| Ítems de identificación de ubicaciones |
⁂

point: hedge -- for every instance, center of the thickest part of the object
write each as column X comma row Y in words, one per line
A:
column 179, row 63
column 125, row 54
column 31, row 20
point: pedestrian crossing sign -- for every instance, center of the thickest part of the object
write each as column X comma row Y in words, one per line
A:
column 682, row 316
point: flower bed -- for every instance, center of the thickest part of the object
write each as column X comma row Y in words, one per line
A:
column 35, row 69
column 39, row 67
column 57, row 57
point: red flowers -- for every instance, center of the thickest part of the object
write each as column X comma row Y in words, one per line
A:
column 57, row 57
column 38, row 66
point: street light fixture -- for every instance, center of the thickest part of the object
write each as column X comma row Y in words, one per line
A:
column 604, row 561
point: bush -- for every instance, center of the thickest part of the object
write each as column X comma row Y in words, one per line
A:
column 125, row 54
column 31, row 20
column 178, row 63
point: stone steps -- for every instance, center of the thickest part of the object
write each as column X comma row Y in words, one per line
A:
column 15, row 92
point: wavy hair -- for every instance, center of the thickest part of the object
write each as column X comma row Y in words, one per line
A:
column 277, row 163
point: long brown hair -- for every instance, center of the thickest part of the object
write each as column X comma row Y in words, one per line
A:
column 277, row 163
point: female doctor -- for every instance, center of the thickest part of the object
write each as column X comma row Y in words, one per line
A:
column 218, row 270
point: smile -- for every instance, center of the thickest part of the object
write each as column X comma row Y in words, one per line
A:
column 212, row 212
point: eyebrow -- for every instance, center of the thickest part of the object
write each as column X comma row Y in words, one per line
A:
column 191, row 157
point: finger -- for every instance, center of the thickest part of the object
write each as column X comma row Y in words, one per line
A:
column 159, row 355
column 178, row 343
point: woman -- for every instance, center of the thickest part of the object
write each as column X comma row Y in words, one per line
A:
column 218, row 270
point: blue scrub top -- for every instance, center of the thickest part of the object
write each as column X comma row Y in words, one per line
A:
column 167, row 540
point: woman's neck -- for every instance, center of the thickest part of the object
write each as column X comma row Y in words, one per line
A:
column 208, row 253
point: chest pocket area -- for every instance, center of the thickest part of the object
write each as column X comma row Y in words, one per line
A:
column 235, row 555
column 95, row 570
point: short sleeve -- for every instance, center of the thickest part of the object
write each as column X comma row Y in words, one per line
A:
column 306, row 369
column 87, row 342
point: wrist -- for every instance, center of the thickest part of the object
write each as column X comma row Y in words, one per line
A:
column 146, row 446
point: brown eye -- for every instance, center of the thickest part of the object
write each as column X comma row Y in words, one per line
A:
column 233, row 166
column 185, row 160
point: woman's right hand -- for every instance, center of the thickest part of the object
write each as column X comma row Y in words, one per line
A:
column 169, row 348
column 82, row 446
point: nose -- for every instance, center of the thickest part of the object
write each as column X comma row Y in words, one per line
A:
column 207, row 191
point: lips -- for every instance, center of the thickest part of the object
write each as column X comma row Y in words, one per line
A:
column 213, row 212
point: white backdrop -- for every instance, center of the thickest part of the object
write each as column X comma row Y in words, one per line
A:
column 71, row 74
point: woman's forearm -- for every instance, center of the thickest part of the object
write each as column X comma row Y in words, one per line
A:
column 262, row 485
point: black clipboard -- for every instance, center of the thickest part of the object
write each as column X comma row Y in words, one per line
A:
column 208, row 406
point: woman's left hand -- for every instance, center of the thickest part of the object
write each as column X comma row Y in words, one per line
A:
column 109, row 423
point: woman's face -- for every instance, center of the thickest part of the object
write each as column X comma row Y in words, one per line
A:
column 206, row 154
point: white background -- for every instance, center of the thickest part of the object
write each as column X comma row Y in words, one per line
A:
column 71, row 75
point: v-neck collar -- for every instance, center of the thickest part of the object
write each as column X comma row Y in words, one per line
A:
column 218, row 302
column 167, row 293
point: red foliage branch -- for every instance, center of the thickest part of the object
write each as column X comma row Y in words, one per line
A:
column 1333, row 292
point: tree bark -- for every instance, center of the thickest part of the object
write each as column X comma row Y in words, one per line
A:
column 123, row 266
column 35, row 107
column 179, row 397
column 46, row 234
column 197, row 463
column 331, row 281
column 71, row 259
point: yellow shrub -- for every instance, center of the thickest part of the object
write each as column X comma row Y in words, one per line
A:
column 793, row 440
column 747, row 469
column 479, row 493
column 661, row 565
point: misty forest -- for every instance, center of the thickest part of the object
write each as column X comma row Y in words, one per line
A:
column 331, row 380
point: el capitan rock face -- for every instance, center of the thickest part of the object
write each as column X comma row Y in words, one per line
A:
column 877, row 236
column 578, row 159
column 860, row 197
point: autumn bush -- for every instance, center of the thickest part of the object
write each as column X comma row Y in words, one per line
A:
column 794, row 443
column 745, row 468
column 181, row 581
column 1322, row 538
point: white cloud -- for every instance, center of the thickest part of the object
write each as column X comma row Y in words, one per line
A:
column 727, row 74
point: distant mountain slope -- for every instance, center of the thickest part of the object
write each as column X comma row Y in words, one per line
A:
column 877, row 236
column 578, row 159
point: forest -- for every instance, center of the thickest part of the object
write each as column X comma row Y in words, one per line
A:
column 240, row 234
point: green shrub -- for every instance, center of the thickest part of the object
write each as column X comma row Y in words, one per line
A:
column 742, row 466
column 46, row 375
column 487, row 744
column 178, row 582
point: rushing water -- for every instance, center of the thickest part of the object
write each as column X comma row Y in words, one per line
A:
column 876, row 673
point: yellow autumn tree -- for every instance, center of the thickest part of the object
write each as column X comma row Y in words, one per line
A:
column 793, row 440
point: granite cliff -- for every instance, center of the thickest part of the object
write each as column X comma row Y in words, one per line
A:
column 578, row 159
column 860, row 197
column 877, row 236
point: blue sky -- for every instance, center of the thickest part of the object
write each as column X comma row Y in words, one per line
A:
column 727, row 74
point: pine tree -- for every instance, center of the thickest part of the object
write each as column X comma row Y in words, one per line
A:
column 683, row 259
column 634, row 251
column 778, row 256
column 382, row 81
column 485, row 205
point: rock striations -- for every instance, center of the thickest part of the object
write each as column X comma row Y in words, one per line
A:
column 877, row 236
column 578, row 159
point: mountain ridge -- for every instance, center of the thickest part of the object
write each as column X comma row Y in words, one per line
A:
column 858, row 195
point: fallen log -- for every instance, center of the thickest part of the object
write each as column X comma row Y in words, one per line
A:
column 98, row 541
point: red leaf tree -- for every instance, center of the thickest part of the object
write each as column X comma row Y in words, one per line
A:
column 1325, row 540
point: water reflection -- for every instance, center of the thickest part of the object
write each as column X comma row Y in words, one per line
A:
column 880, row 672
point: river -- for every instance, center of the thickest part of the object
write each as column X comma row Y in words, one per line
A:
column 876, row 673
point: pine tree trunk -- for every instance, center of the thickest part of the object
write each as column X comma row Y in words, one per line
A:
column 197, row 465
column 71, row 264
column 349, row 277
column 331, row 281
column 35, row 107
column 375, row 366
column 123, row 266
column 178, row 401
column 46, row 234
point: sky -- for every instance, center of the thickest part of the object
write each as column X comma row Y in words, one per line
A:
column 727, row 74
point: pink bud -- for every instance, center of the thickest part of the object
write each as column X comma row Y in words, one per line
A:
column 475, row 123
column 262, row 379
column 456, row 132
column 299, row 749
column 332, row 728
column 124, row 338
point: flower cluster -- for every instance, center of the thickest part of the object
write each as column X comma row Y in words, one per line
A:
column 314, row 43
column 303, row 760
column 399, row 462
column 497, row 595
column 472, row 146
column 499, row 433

⁂

| Instrucciones de la tarea |
Organiza todas las líneas de los ítems anteriores como una lista JSON de cadenas, con una cadena por cada línea y sin incluir las líneas en blanco.

| La respuesta |
[
  "point: hedge -- for every instance, center of the thickest part of the object",
  "write each as column X comma row Y in words, one per line",
  "A:",
  "column 179, row 63",
  "column 125, row 54",
  "column 31, row 20",
  "point: pedestrian crossing sign -- for every instance, center of the thickest part of the object",
  "write each as column X comma row Y in words, one per line",
  "A:",
  "column 682, row 316",
  "point: flower bed -- for every instance, center of the thickest part of the object",
  "write each as column X comma row Y in words, one per line",
  "A:",
  "column 35, row 69",
  "column 39, row 67",
  "column 57, row 57",
  "point: red flowers -- for every instance, center of the thickest part of the object",
  "write each as column X comma row Y in words, one per line",
  "A:",
  "column 57, row 57",
  "column 38, row 66",
  "point: street light fixture -- for every instance, center of the thickest part of the object",
  "write each as column X comma row Y in words, one per line",
  "A:",
  "column 604, row 561",
  "point: bush -- for every instance, center of the thickest part of the object",
  "write each as column X comma row Y in words, one per line",
  "A:",
  "column 125, row 54",
  "column 31, row 20",
  "column 178, row 63",
  "point: stone steps -- for every instance, center of the thickest part of the object",
  "write each as column X comma row Y in words, one per line",
  "A:",
  "column 15, row 92",
  "point: wavy hair -- for every instance, center of the thickest part of the object",
  "write each as column X comma row Y in words, one per line",
  "A:",
  "column 277, row 163",
  "point: long brown hair -- for every instance, center of the thickest part of the object",
  "write each as column X comma row Y in words, one per line",
  "A:",
  "column 277, row 163",
  "point: female doctor -- for every instance, center of the thickest part of the object",
  "write each as column X comma row Y in words, one per line",
  "A:",
  "column 218, row 270",
  "point: smile -- for every instance, center of the thickest part of the object",
  "write each as column X comma row Y in words, one per line",
  "A:",
  "column 212, row 212",
  "point: eyebrow -- for every instance, center of the thickest part of the object",
  "write each as column X comma row Y in words, one per line",
  "A:",
  "column 191, row 157",
  "point: finger -- for every instance, center of the thickest part of the object",
  "write each as column X comma row Y in words, one per line",
  "A:",
  "column 159, row 355",
  "column 178, row 343",
  "point: woman -- for every instance, center of the thickest part of the object",
  "write each as column X comma row Y in words, one per line",
  "A:",
  "column 218, row 270",
  "point: blue scrub top -- for every instance, center of the thickest part of the object",
  "write each as column X comma row Y in words, one per line",
  "A:",
  "column 167, row 540",
  "point: woman's neck -- for every instance, center of the thickest part of the object",
  "write each as column X comma row Y in words, one per line",
  "A:",
  "column 208, row 253",
  "point: chest pocket area -- for every instance, center of the thickest part of the object",
  "write each as column X comma row Y in words, one per line",
  "A:",
  "column 235, row 555",
  "column 95, row 570",
  "point: short sleeve -- for every instance, center of the thickest part of the object",
  "write each as column X comma row Y in words, one per line",
  "A:",
  "column 306, row 369",
  "column 87, row 342",
  "point: wrist -- for every instance, center of the thickest part of the object",
  "write each as column X comma row Y in words, one per line",
  "A:",
  "column 146, row 446",
  "point: brown eye -- for every instance, center of the thickest part of the object",
  "write each as column X comma row Y in words, one per line",
  "A:",
  "column 233, row 166",
  "column 185, row 160",
  "point: woman's right hand -- for every instance, center of the thickest part of the object",
  "write each as column X comma row Y in words, one per line",
  "A:",
  "column 169, row 348",
  "column 82, row 446",
  "point: nose -- for every instance, center of the thickest part of the object",
  "write each as column X comma row Y in words, one per line",
  "A:",
  "column 207, row 191",
  "point: lips -- for every instance, center of the thickest part of the object",
  "write each as column X comma row Y in words, one per line",
  "A:",
  "column 213, row 212",
  "point: white backdrop -- for every instance, center of the thickest part of the object",
  "write each as column X comma row Y in words, one per line",
  "A:",
  "column 71, row 74",
  "point: woman's forearm -- for every instance, center of the thickest part of the object",
  "write each as column X comma row Y in words, one per line",
  "A:",
  "column 262, row 485",
  "point: black clipboard -- for every instance, center of the thickest part of the object",
  "write each as column X comma row Y in words, one per line",
  "A:",
  "column 208, row 406",
  "point: woman's left hand -- for every instance, center of the thickest part of the object",
  "write each as column X comma row Y in words, one per line",
  "A:",
  "column 109, row 423",
  "point: woman's face -- for every instance, center of the thickest part of the object",
  "write each as column X comma row Y in words, one per line",
  "A:",
  "column 206, row 154",
  "point: white background -- for every instance, center of the thickest part of the object",
  "write each as column X comma row Y in words, one per line",
  "A:",
  "column 71, row 75",
  "point: v-neck collar -- for every instance, center of the thickest part of the object",
  "write each as column X comma row Y in words, one per line",
  "A:",
  "column 218, row 302",
  "column 167, row 293",
  "point: red foliage branch -- for every instance, center of the thickest part of the object",
  "write each as column X comma row Y in words, one per line",
  "A:",
  "column 1333, row 292",
  "point: tree bark -- for every instance, center of the thickest part of the object",
  "write each as column X comma row Y in words, one per line",
  "A:",
  "column 123, row 266",
  "column 35, row 107",
  "column 179, row 397",
  "column 46, row 234",
  "column 197, row 463",
  "column 331, row 281",
  "column 71, row 259",
  "point: yellow shrub -- for every instance, center of the thickest part of the object",
  "write each as column X comma row Y in words, one per line",
  "A:",
  "column 793, row 440",
  "column 747, row 469",
  "column 479, row 493",
  "column 661, row 565",
  "point: misty forest -- for every instance, center of the thickest part of the object",
  "write each as column X comma row Y in words, one per line",
  "A:",
  "column 331, row 380",
  "point: el capitan rock face -- for every instance, center of the thickest part of the object",
  "write each as column X comma row Y in words, one per line",
  "A:",
  "column 877, row 236",
  "column 578, row 159",
  "column 860, row 197",
  "point: autumn bush -- for every instance, center of the thickest part of the object",
  "write each as column X comma row Y in words, one per line",
  "A:",
  "column 794, row 443",
  "column 745, row 468",
  "column 181, row 581",
  "column 1322, row 538",
  "point: white cloud -- for every instance, center of the thickest part of the object",
  "write each as column X comma row Y in words, one per line",
  "A:",
  "column 727, row 74",
  "point: distant mountain slope -- for every instance, center of the thickest part of the object",
  "write each as column X comma row Y in words, one per line",
  "A:",
  "column 877, row 236",
  "column 578, row 159",
  "point: forest -- for every instance, center of the thickest part of the object",
  "write each as column X comma row Y in words, one per line",
  "A:",
  "column 240, row 234",
  "point: green shrub -- for every instance, center of the thickest part of the object",
  "write each as column X comma row Y in words, one per line",
  "A:",
  "column 742, row 466",
  "column 46, row 375",
  "column 487, row 744",
  "column 178, row 582",
  "point: rushing water -- for every instance, center of the thickest part of the object",
  "write each as column X comma row Y in words, one per line",
  "A:",
  "column 876, row 673",
  "point: yellow autumn tree -- for every instance, center of the thickest part of the object",
  "write each as column X comma row Y in words, one per line",
  "A:",
  "column 793, row 440",
  "point: granite cliff -- for every instance, center of the thickest part of the object",
  "write each as column X comma row Y in words, one per line",
  "A:",
  "column 578, row 159",
  "column 860, row 197",
  "column 877, row 236",
  "point: blue sky -- for every instance, center of the thickest part of the object",
  "write each as column X comma row Y in words, one per line",
  "A:",
  "column 727, row 74",
  "point: pine tree -- for every instance, center of the thickest part of the object",
  "write each as column X comma row Y in words, one per line",
  "A:",
  "column 683, row 259",
  "column 634, row 251",
  "column 778, row 256",
  "column 382, row 81",
  "column 485, row 205",
  "point: rock striations -- for every instance, center of the thickest part of the object",
  "write each as column X comma row Y in words, one per line",
  "A:",
  "column 877, row 236",
  "column 578, row 159",
  "point: mountain ridge -- for every instance, center of the thickest part of the object",
  "write each as column X comma row Y in words, one per line",
  "A:",
  "column 858, row 195",
  "point: fallen log -- for every instance, center of the thickest part of the object",
  "write each as column X comma row Y in words, one per line",
  "A:",
  "column 98, row 541",
  "point: red leaf tree -- for every instance, center of the thickest part of the object",
  "write each as column X comma row Y in words, one per line",
  "A:",
  "column 1325, row 540",
  "point: water reflection -- for every instance, center of the thickest part of the object",
  "write each as column X comma row Y in words, one per line",
  "A:",
  "column 880, row 672",
  "point: river -- for every instance, center of the thickest part of the object",
  "write each as column X comma row Y in words, one per line",
  "A:",
  "column 876, row 673",
  "point: pine tree trunk -- for every instance, center of the thickest part of the object",
  "write each as column X comma row Y in words, one per line",
  "A:",
  "column 197, row 465",
  "column 71, row 264",
  "column 349, row 277",
  "column 331, row 281",
  "column 35, row 107",
  "column 375, row 366",
  "column 123, row 266",
  "column 178, row 401",
  "column 46, row 234",
  "point: sky -- for every instance, center of the thickest part of the object",
  "write each as column X comma row Y in words, one per line",
  "A:",
  "column 727, row 74",
  "point: pink bud -- for every instance, center of the thickest part of the object",
  "write each as column X comma row Y in words, one per line",
  "A:",
  "column 475, row 123",
  "column 262, row 379",
  "column 456, row 132",
  "column 299, row 749",
  "column 332, row 728",
  "column 124, row 338",
  "point: flower cluster -- for every instance, center of the thickest part of the object",
  "write each as column X comma row Y in words, one per line",
  "A:",
  "column 314, row 43",
  "column 303, row 760",
  "column 399, row 462",
  "column 497, row 595",
  "column 472, row 146",
  "column 499, row 433"
]